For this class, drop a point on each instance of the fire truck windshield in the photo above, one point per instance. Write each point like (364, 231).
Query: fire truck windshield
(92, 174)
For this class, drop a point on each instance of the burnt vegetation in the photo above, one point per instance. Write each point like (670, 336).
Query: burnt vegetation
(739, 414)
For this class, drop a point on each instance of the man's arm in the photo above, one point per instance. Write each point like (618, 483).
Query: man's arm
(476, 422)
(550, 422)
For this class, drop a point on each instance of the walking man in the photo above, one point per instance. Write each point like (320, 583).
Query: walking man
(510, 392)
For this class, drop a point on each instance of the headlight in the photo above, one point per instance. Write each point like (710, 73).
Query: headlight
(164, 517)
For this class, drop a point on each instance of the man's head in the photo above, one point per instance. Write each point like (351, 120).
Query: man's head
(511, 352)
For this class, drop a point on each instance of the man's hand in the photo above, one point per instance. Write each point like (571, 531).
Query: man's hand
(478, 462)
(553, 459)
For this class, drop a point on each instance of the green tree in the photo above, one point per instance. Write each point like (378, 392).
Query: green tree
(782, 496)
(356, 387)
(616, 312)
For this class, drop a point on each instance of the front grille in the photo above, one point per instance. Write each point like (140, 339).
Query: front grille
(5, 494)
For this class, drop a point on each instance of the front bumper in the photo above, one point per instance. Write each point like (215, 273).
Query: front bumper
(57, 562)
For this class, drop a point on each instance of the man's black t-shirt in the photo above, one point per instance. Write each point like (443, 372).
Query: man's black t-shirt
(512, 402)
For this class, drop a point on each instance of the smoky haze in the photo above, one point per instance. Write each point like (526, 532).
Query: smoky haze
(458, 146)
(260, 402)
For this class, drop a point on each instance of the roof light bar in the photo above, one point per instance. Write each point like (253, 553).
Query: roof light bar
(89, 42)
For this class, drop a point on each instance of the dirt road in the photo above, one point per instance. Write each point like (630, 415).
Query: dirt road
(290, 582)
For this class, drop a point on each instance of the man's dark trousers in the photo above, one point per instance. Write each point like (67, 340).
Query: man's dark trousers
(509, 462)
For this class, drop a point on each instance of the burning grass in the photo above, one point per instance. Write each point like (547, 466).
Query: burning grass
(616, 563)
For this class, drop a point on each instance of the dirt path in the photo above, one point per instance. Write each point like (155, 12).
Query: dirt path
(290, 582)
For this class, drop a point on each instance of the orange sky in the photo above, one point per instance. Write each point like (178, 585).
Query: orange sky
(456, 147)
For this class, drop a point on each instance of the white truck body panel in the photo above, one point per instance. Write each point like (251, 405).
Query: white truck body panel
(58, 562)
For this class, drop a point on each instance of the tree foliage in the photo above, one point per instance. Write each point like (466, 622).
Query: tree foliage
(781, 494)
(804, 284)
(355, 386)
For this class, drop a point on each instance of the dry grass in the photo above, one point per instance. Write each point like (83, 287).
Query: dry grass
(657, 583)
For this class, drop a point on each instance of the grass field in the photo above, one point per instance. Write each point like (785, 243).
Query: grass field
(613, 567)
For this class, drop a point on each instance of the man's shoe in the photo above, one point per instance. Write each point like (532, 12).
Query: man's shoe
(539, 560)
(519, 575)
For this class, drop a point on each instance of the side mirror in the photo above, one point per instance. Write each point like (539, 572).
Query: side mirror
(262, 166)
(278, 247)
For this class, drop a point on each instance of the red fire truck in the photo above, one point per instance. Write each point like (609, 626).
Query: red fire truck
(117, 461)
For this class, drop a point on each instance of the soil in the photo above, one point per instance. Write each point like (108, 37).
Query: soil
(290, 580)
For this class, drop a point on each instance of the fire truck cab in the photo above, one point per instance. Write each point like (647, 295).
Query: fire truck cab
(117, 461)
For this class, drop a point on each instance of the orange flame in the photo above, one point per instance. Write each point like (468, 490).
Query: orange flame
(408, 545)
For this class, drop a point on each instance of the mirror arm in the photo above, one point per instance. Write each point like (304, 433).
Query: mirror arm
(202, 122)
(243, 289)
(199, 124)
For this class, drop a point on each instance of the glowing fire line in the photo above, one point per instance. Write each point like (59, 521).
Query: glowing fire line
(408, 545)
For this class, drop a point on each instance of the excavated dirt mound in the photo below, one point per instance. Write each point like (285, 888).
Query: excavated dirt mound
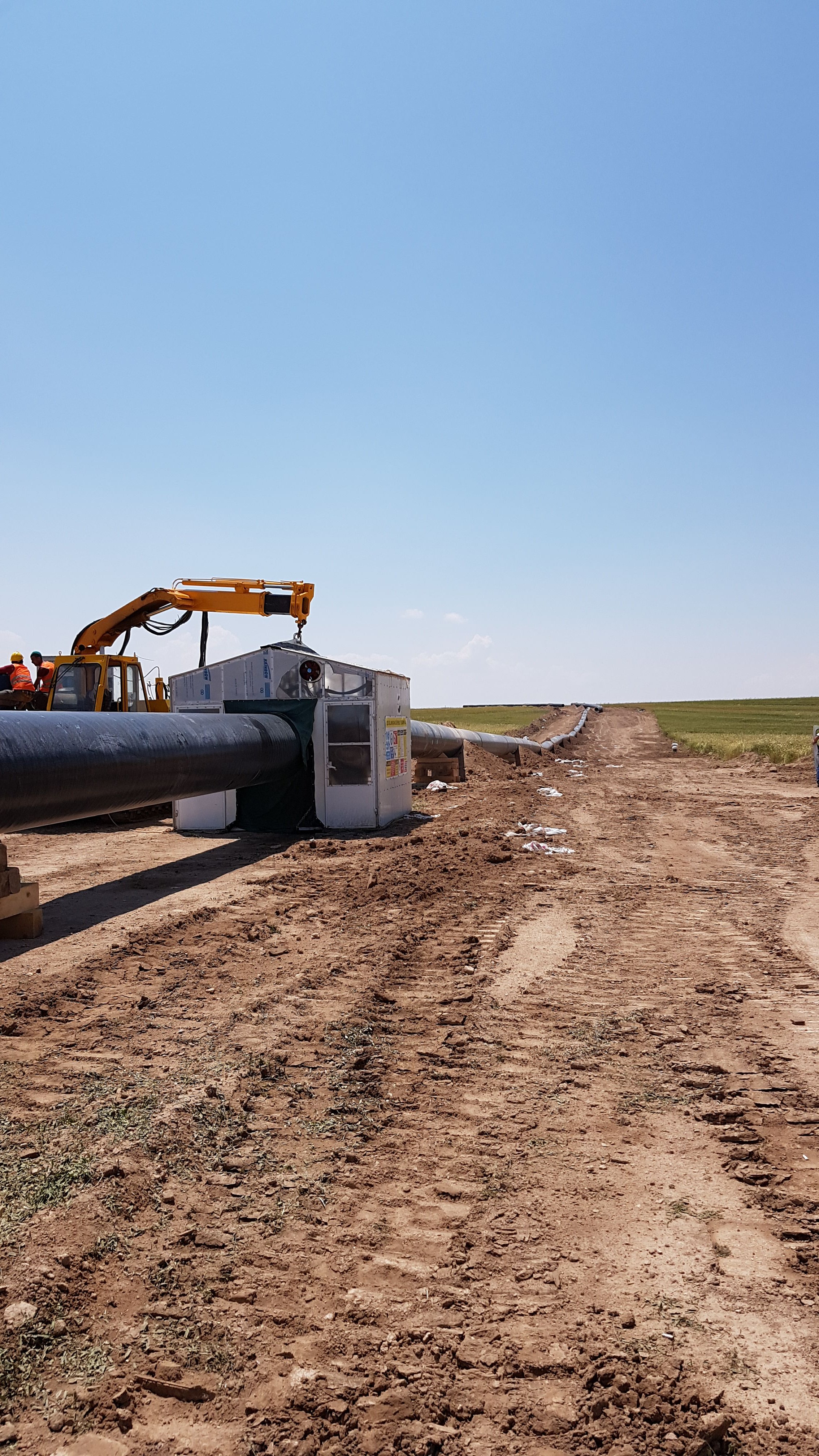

---

REQUIRED WORK ->
When you return the records, keep every word unchanged and drop the pictures.

ANSWER TO THIS EXERCISE ->
For this class, drop a point on each instance of the fire truck windshield in the photo above, one point per instance. Write each point like (364, 231).
Query: fire truck windshield
(92, 174)
For this class, drop a point on each instance of the burnt vegetation in the photo above, one point per instance. Write each point like (670, 336).
Query: burnt vegetation
(739, 414)
For this class, drop a point on each instance of the man's arm in the photo above, one point per instance. Write each point like (618, 483).
Query: man's arm
(476, 422)
(550, 422)
For this class, drop a point on each instance of the walking man in the photo above, one point per instance. Write each point like (320, 583).
Query: walking man
(510, 392)
For this class, drop a point on each instance of the headlight in the photo above, one point per instance. Write each point like (710, 73).
Query: headlight
(164, 517)
For this class, drop a point on each instance of the man's head in the photo above, one point per instance. Write each point like (351, 120).
Query: man's head
(511, 352)
For this class, drop a point on each instance of the man's hand in the photo above, one point per instance. Write each point like (571, 531).
Query: man's hand
(478, 462)
(553, 459)
For this class, drop a point on each instance of the green tree in the photo above, one point per instance. Write each point like (378, 392).
Query: green tree
(782, 496)
(356, 387)
(616, 312)
For this class, drop a point on each instance of the front grille in the photo above, one point per instance. Write each point like (140, 339).
Query: front grille
(5, 494)
For this class, drop a point on each instance of the front bumper in the photo above, one point per instance. Write each point like (215, 273).
Query: front bumper
(57, 562)
For this class, drop a point on each instance of the man's black t-shirt in the photo above, one point per instance. Write each point like (443, 372).
Query: man's black t-shirt
(512, 402)
For this class, drop a point on each instance of the smoky haze in the photo above, one point per instance. Write each point like (526, 532).
Query: smoky haze
(458, 146)
(260, 402)
For this class, drop a point on each instance of the roof light bar in the photo above, one point per instance. Write each point like (253, 553).
Query: roof light bar
(89, 42)
For this class, drop a point on each instance of the dirt road in the photo above, one point per instance. Write each point like (630, 415).
Query: dirt road
(290, 582)
For this class, drop a point on each instance of the man's dark trousers in the photo above, one point per instance. Write each point like (67, 340).
Query: man's dark trousers
(509, 462)
For this class, drop a point on each instance of the burning grass in the photo above, one point per instance. Write each point like (547, 466).
Query: burning grass
(616, 563)
For this class, drop a point on each instance of the dirt path in the photo above, one point per instance. Write each point like (155, 12).
Query: dirt path
(290, 582)
For this class, drop a point on each instance of the orange sky in the photo above, one point per instance. Write each point like (178, 585).
Query: orange sky
(456, 147)
For this class, drop a point on each instance of the white truck body panel in the photo above, one point per instance. Write each point like (251, 405).
Query: white truck body panel
(58, 562)
For this class, drop a point on each instance of the tree foliage in the photo above, one point per instance. Write each point like (466, 622).
Query: tree foliage
(781, 494)
(804, 284)
(355, 386)
For this class, drop a point on each instance of the dry grass in the photo above, one point per instance. Write each point like (83, 287).
Query: dry grass
(657, 583)
For this class, drop a point on each instance of the grass field in the photo above, one point per instance. Write each point like (785, 243).
Query: grass field
(613, 567)
For this class, drop a point on each instance of the man's shoe in the photo above, one point per instance. Write each point like (532, 12).
Query: man's shoe
(539, 560)
(519, 575)
For this class, drop a point on each instance of the side mirror in the photo above, one point per instance. Write each point like (539, 572).
Query: side mirror
(262, 166)
(278, 247)
For this class, drop a point on each instance of the red fire truck in the photo above, one point per instance. Write each point like (609, 626).
Query: red fire truck
(117, 461)
For this class, drop a point on each instance of the soil in the photo above, one point per instance. Write each point like (108, 37).
Query: soil
(290, 580)
For this class, drop a point on each instance of the fire truck cab in the photo above, one point per instance. Write each point like (647, 295).
Query: fire truck cab
(117, 461)
For this class, drop a point on each instance of the orange flame in the photo above, one point per instance. Write each point like (468, 490).
Query: orange flame
(408, 545)
For this class, drop a point on each instance of the mirror arm in the photo above, one point per instance. Write each point like (304, 433).
Query: mirror arm
(202, 122)
(243, 289)
(199, 124)
For this class, drop a point on each instance of the glowing fire line in the photo above, one point per instance. Write each point like (59, 521).
Query: glowing fire line
(408, 545)
For this class, drop a point on each instance of the excavated dirt mound in the photo below, one point per instance. Write each point like (285, 888).
Query: excavated dirt mound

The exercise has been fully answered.